[SUPPLIED RECORDS]
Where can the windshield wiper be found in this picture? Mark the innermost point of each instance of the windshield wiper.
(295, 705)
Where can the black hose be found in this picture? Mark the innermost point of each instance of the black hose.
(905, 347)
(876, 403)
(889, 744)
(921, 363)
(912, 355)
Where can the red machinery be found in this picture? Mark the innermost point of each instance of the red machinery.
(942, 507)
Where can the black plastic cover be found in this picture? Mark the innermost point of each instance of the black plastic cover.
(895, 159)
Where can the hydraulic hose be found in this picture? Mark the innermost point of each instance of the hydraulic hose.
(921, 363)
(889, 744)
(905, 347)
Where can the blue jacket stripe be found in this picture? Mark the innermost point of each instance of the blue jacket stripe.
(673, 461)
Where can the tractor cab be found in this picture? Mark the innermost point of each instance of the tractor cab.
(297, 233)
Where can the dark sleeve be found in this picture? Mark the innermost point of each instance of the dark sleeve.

[REQUIRED WORK]
Output the entire listing precisely as it stands.

[ANSWER AREA]
Where can the windshield wiper be found in this picture? Mark the innermost point of each instance of the windshield wiper.
(295, 705)
Where can the black hose be found in this picture? Mark the innermost point of each instance of the black hose.
(905, 347)
(876, 403)
(889, 744)
(921, 363)
(912, 355)
Where can the red machinery be found in this picture? Mark the innermost point of each instance of the red machinery.
(942, 507)
Where can the black plastic cover be found in this picture? Mark the innermost point of each instance of the black plastic cover.
(895, 159)
Where can the hydraulic hose be found in this picture? Mark the innermost point of each instance of the hydraulic hose.
(921, 363)
(889, 744)
(905, 347)
Where can the blue jacket stripe be found in this picture? Mark the innermost point of each instance of the blue jacket stripe.
(673, 461)
Where can the tractor cab be found in this picture? Mark the innermost point of each instance of the tractor cab.
(297, 233)
Where can the dark sleeve be found in this picture? Mark the innermost point of each instance of the dark sleeve.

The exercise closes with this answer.